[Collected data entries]
>> start

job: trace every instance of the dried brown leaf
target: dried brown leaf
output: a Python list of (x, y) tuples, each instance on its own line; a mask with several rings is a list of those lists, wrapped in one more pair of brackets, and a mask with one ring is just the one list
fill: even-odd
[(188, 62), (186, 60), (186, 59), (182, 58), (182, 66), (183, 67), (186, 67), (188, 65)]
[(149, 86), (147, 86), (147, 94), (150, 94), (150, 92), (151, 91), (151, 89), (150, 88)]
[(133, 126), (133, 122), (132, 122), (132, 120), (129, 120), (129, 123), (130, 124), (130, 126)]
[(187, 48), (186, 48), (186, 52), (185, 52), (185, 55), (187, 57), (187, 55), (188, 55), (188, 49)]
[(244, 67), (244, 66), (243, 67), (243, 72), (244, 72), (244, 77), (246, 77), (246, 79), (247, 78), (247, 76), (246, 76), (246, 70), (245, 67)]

>> end

▶ _Written instruction_: Rewrite the records above with "dried brown leaf" renamed to "withered leaf" everywhere it appears, and leave everything else unchanged.

▶ _Task output_:
job: trace every instance of the withered leaf
target: withered leaf
output: a Python list of (x, y) tuples, each instance on its own line; a mask with several rings is a list of those lists, wrapped in one more pair of brackets, and a mask with one ring is just the one list
fill: even-odd
[(188, 62), (186, 60), (186, 59), (182, 58), (182, 66), (183, 67), (186, 67), (188, 65)]
[(149, 86), (147, 86), (147, 94), (150, 94), (150, 92), (151, 91), (151, 89), (150, 88)]
[(133, 126), (133, 122), (132, 122), (132, 120), (129, 120), (129, 123), (130, 124), (130, 126)]
[(187, 48), (186, 48), (186, 52), (185, 52), (185, 55), (187, 57), (187, 55), (188, 55), (188, 49)]
[(244, 67), (244, 66), (243, 67), (243, 72), (244, 72), (244, 77), (246, 77), (246, 79), (247, 78), (247, 76), (246, 76), (246, 70), (245, 67)]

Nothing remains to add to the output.